▸ What you will do:
Repeat exactly the lines from the one containing "the sandal, each" through the last line of the records below, both included, and nothing else.

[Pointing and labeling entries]
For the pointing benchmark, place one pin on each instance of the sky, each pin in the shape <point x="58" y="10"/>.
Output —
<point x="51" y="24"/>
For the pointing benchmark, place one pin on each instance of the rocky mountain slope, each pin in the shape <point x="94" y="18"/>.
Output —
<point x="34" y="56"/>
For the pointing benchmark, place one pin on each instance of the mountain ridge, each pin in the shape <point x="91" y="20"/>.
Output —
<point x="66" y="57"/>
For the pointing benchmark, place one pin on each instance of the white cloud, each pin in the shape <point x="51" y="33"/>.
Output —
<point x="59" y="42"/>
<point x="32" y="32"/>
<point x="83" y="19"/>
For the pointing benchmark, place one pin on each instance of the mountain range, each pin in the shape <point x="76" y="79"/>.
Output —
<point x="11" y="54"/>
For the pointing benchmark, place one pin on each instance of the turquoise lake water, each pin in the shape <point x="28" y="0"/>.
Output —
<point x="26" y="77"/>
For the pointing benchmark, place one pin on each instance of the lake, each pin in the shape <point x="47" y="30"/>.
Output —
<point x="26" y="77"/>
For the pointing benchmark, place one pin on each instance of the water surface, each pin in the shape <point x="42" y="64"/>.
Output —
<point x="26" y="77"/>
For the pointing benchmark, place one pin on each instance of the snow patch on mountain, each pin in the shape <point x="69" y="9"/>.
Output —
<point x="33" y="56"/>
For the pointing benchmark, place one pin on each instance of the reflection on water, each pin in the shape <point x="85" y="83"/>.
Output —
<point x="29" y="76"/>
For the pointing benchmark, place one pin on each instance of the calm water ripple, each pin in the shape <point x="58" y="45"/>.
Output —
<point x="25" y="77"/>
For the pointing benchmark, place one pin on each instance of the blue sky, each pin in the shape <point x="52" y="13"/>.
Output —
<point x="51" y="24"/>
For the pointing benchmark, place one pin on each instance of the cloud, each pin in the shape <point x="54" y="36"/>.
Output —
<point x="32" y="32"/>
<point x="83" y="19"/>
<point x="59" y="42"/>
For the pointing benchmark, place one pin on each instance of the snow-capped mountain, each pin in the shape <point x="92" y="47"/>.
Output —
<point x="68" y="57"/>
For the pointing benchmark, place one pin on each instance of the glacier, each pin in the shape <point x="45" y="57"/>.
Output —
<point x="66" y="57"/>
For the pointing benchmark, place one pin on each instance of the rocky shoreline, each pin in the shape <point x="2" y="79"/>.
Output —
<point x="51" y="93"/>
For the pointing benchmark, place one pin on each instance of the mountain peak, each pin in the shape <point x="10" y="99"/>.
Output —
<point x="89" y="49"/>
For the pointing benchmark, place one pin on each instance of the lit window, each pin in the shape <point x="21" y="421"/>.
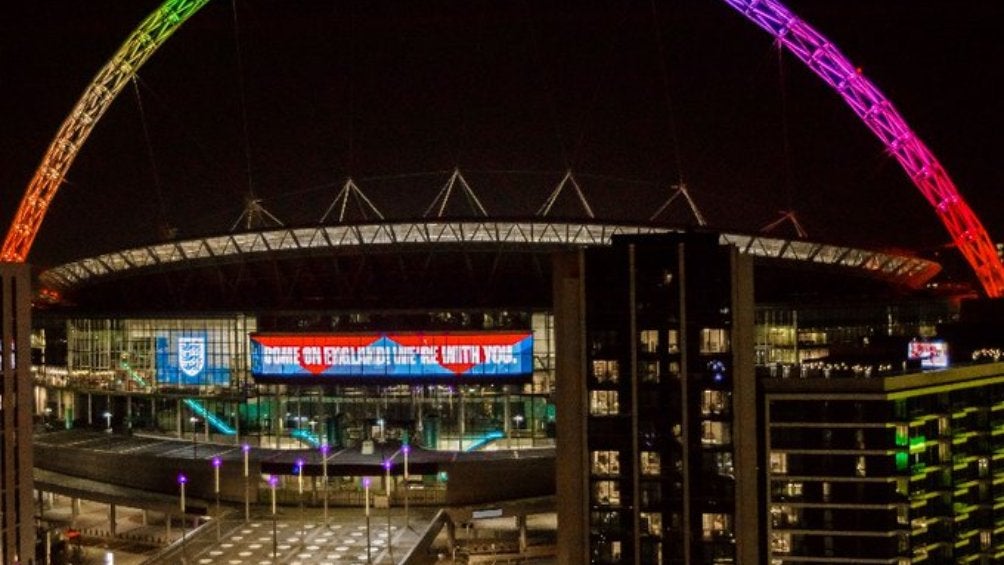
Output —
<point x="652" y="523"/>
<point x="605" y="370"/>
<point x="716" y="433"/>
<point x="778" y="463"/>
<point x="673" y="341"/>
<point x="650" y="371"/>
<point x="714" y="340"/>
<point x="715" y="402"/>
<point x="783" y="516"/>
<point x="716" y="526"/>
<point x="606" y="493"/>
<point x="780" y="542"/>
<point x="605" y="463"/>
<point x="648" y="341"/>
<point x="724" y="465"/>
<point x="651" y="463"/>
<point x="603" y="402"/>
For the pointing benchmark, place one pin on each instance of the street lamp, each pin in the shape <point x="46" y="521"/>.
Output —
<point x="390" y="545"/>
<point x="272" y="482"/>
<point x="324" y="450"/>
<point x="247" y="485"/>
<point x="407" y="449"/>
<point x="217" y="463"/>
<point x="182" y="480"/>
<point x="365" y="488"/>
<point x="195" y="435"/>
<point x="299" y="490"/>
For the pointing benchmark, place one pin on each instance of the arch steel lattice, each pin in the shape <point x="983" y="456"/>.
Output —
<point x="110" y="79"/>
<point x="927" y="174"/>
<point x="819" y="54"/>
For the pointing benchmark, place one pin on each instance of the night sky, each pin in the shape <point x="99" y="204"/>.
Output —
<point x="631" y="95"/>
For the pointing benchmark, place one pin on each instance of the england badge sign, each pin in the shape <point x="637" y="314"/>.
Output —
<point x="192" y="355"/>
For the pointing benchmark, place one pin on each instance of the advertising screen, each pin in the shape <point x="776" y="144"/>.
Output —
<point x="191" y="358"/>
<point x="427" y="356"/>
<point x="932" y="354"/>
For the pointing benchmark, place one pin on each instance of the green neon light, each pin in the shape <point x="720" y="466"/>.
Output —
<point x="902" y="461"/>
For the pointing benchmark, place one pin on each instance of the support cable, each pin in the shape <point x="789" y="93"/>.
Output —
<point x="244" y="105"/>
<point x="165" y="230"/>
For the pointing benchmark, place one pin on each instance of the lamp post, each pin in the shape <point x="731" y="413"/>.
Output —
<point x="217" y="463"/>
<point x="390" y="545"/>
<point x="272" y="482"/>
<point x="365" y="488"/>
<point x="182" y="480"/>
<point x="299" y="491"/>
<point x="324" y="450"/>
<point x="195" y="436"/>
<point x="247" y="485"/>
<point x="406" y="449"/>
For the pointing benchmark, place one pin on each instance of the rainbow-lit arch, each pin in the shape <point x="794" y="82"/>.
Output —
<point x="817" y="52"/>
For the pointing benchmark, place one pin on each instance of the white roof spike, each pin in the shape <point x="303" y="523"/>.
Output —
<point x="255" y="217"/>
<point x="681" y="190"/>
<point x="443" y="198"/>
<point x="568" y="179"/>
<point x="350" y="189"/>
<point x="786" y="216"/>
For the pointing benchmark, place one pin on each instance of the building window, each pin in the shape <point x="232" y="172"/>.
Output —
<point x="606" y="551"/>
<point x="650" y="371"/>
<point x="606" y="493"/>
<point x="605" y="522"/>
<point x="783" y="516"/>
<point x="651" y="464"/>
<point x="716" y="433"/>
<point x="780" y="542"/>
<point x="715" y="402"/>
<point x="648" y="341"/>
<point x="603" y="402"/>
<point x="778" y="463"/>
<point x="860" y="467"/>
<point x="605" y="463"/>
<point x="652" y="523"/>
<point x="714" y="340"/>
<point x="716" y="526"/>
<point x="605" y="370"/>
<point x="724" y="465"/>
<point x="673" y="341"/>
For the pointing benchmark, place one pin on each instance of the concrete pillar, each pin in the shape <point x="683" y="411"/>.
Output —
<point x="521" y="526"/>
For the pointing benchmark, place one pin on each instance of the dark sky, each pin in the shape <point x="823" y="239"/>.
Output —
<point x="630" y="95"/>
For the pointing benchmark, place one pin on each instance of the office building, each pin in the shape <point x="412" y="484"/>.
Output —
<point x="656" y="402"/>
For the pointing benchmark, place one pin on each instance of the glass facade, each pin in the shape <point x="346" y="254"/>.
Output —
<point x="186" y="375"/>
<point x="660" y="418"/>
<point x="907" y="477"/>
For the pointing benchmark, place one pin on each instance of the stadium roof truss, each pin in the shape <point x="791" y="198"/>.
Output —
<point x="892" y="267"/>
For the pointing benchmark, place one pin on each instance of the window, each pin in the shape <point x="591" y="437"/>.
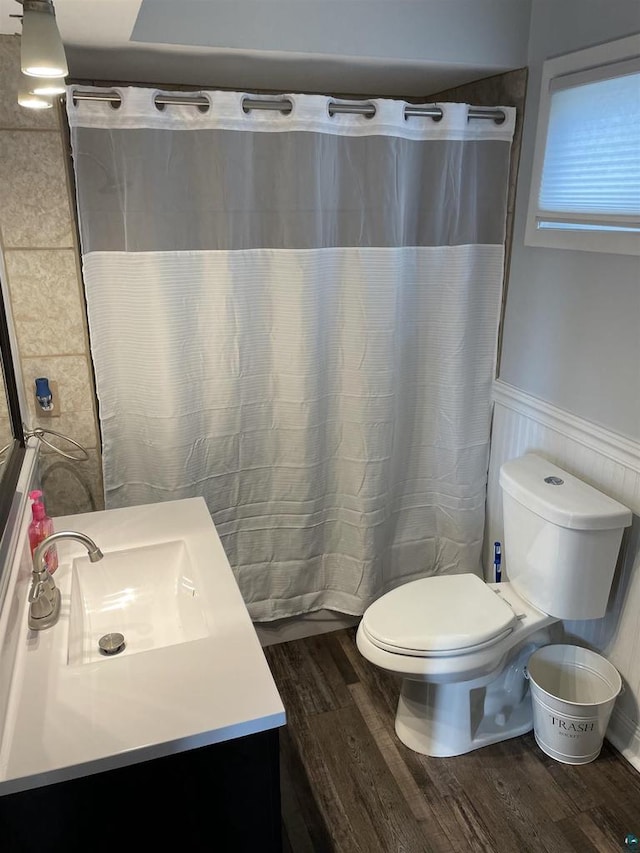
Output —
<point x="585" y="187"/>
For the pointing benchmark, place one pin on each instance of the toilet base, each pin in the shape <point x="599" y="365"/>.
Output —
<point x="442" y="720"/>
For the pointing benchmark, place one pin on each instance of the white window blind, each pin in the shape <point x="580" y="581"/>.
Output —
<point x="586" y="187"/>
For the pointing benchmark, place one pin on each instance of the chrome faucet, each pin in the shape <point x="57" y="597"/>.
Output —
<point x="44" y="595"/>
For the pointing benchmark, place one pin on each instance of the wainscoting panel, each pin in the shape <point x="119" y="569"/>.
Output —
<point x="608" y="462"/>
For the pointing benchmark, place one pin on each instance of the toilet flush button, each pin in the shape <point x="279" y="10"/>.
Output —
<point x="554" y="481"/>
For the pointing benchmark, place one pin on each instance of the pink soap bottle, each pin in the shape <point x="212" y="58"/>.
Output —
<point x="41" y="526"/>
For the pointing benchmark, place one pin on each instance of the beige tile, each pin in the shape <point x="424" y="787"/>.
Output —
<point x="45" y="301"/>
<point x="34" y="203"/>
<point x="71" y="372"/>
<point x="12" y="115"/>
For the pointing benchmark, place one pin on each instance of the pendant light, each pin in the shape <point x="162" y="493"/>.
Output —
<point x="47" y="86"/>
<point x="42" y="52"/>
<point x="27" y="98"/>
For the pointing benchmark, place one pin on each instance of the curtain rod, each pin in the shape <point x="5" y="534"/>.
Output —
<point x="284" y="105"/>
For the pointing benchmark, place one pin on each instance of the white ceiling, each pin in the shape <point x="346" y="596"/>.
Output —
<point x="385" y="47"/>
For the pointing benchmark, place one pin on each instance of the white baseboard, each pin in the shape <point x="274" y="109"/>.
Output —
<point x="611" y="445"/>
<point x="624" y="734"/>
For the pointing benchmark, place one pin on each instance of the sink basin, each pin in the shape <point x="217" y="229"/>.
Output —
<point x="148" y="594"/>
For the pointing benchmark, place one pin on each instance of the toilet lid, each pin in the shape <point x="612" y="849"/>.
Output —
<point x="438" y="614"/>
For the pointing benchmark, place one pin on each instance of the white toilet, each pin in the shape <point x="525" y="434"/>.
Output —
<point x="461" y="646"/>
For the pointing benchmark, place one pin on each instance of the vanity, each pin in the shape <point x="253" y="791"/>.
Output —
<point x="173" y="736"/>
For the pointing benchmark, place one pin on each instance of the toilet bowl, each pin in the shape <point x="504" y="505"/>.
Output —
<point x="460" y="646"/>
<point x="463" y="681"/>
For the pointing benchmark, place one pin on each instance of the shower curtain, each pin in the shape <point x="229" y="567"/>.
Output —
<point x="295" y="317"/>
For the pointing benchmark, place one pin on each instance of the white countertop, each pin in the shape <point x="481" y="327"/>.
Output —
<point x="65" y="721"/>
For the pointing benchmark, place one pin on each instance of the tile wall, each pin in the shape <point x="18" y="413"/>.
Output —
<point x="41" y="262"/>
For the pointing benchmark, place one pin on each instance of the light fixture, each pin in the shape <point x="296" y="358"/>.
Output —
<point x="27" y="98"/>
<point x="42" y="52"/>
<point x="47" y="86"/>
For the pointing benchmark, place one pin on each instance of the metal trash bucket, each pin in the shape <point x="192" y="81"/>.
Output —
<point x="573" y="692"/>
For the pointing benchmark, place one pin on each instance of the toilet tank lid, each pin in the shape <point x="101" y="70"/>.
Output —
<point x="559" y="497"/>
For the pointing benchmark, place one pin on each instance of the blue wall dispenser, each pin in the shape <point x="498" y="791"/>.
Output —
<point x="497" y="562"/>
<point x="44" y="395"/>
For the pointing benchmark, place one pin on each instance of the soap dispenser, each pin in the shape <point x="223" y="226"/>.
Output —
<point x="40" y="527"/>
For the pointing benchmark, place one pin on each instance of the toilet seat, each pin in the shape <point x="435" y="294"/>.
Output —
<point x="438" y="616"/>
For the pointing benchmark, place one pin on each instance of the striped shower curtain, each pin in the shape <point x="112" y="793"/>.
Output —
<point x="295" y="317"/>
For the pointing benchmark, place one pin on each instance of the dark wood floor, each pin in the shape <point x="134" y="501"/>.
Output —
<point x="350" y="786"/>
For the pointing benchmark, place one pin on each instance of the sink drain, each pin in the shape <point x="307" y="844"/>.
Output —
<point x="111" y="644"/>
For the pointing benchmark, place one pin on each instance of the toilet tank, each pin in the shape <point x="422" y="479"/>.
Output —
<point x="561" y="538"/>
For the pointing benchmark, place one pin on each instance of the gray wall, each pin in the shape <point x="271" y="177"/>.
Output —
<point x="572" y="319"/>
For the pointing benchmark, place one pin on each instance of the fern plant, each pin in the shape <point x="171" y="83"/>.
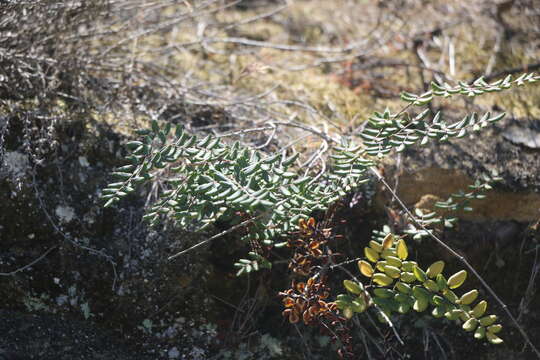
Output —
<point x="207" y="180"/>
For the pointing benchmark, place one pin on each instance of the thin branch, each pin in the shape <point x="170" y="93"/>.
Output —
<point x="460" y="258"/>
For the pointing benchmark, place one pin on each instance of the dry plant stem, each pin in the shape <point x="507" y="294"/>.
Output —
<point x="460" y="258"/>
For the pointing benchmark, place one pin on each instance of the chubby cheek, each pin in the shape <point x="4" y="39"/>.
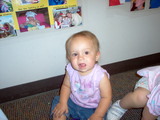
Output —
<point x="74" y="63"/>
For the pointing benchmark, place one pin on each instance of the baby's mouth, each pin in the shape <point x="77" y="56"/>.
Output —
<point x="82" y="65"/>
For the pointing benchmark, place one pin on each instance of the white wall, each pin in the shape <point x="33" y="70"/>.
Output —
<point x="40" y="54"/>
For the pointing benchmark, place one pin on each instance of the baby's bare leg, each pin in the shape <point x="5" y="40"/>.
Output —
<point x="146" y="115"/>
<point x="136" y="99"/>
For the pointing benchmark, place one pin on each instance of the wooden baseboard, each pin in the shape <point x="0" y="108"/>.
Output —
<point x="19" y="91"/>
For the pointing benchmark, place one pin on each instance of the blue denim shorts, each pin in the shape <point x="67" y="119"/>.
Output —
<point x="75" y="111"/>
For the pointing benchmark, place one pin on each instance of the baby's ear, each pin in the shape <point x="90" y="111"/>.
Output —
<point x="98" y="55"/>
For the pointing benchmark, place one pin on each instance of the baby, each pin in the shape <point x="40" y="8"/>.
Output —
<point x="31" y="21"/>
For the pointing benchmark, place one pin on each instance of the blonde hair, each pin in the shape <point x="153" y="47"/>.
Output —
<point x="86" y="34"/>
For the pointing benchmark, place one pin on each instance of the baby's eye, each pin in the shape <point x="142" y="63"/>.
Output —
<point x="86" y="52"/>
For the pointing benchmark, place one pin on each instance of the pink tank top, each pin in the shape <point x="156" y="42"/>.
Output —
<point x="85" y="89"/>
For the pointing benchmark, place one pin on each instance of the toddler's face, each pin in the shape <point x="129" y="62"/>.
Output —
<point x="83" y="55"/>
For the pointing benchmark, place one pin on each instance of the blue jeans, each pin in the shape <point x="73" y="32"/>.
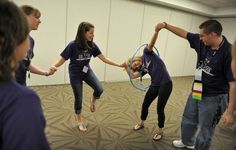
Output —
<point x="77" y="86"/>
<point x="202" y="115"/>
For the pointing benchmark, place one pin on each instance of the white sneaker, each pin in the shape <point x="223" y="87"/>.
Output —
<point x="180" y="144"/>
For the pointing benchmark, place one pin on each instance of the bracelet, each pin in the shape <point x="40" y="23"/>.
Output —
<point x="165" y="24"/>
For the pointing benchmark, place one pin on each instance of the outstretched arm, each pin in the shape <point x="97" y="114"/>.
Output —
<point x="58" y="63"/>
<point x="176" y="30"/>
<point x="109" y="61"/>
<point x="36" y="70"/>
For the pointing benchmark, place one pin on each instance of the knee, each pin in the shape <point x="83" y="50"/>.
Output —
<point x="98" y="93"/>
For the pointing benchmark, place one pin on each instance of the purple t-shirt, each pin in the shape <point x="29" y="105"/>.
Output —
<point x="22" y="122"/>
<point x="155" y="67"/>
<point x="24" y="64"/>
<point x="216" y="65"/>
<point x="79" y="59"/>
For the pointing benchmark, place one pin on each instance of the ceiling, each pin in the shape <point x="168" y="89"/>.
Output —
<point x="209" y="8"/>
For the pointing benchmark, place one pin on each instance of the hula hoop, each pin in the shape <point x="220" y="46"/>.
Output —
<point x="141" y="87"/>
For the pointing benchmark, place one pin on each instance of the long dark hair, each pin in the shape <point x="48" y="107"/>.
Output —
<point x="82" y="44"/>
<point x="13" y="31"/>
<point x="211" y="26"/>
<point x="28" y="10"/>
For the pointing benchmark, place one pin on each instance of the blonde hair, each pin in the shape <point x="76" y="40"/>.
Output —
<point x="132" y="60"/>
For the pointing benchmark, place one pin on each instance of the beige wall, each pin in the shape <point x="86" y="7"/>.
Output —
<point x="120" y="27"/>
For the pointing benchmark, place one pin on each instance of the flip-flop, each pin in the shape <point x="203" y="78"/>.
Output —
<point x="158" y="136"/>
<point x="92" y="105"/>
<point x="138" y="127"/>
<point x="82" y="127"/>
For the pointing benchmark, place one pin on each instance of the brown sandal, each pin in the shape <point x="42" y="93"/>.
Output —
<point x="138" y="127"/>
<point x="158" y="136"/>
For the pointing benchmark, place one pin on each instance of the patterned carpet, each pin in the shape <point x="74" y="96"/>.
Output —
<point x="118" y="110"/>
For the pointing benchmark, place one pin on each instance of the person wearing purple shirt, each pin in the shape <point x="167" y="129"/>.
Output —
<point x="80" y="51"/>
<point x="213" y="78"/>
<point x="33" y="17"/>
<point x="22" y="122"/>
<point x="161" y="84"/>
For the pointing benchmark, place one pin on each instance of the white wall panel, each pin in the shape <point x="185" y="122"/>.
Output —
<point x="49" y="38"/>
<point x="124" y="35"/>
<point x="229" y="28"/>
<point x="97" y="13"/>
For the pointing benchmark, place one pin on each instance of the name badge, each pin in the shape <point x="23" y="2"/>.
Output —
<point x="197" y="91"/>
<point x="198" y="74"/>
<point x="85" y="69"/>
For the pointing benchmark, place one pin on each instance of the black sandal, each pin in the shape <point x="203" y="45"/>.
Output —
<point x="158" y="136"/>
<point x="138" y="127"/>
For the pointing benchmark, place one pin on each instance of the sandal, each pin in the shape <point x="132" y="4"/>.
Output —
<point x="92" y="105"/>
<point x="82" y="127"/>
<point x="158" y="136"/>
<point x="138" y="127"/>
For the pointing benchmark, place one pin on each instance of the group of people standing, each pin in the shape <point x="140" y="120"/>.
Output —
<point x="22" y="121"/>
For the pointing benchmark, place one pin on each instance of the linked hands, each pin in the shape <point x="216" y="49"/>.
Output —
<point x="160" y="26"/>
<point x="51" y="71"/>
<point x="228" y="118"/>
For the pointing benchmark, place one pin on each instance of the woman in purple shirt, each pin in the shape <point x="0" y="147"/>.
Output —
<point x="80" y="51"/>
<point x="22" y="122"/>
<point x="161" y="84"/>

▸ Correct result:
For the pointing benchmark, place one pin on each instance of the sandal, each pin in the shape <point x="132" y="4"/>.
Output —
<point x="92" y="105"/>
<point x="82" y="127"/>
<point x="158" y="136"/>
<point x="138" y="127"/>
For the pointing benchmark, place one pin on each instance of the group of people standing, each pin in the shape <point x="140" y="120"/>.
Output —
<point x="22" y="121"/>
For the pointing benchmark, place one pin on each instance of the linked hands, each pin in the shape <point x="216" y="49"/>.
Output —
<point x="160" y="26"/>
<point x="51" y="71"/>
<point x="228" y="118"/>
For the pointing benchmark, place one pin on each instance of the woman in purple shirt, each pin in the shape <point x="0" y="147"/>.
Output —
<point x="80" y="51"/>
<point x="22" y="122"/>
<point x="161" y="84"/>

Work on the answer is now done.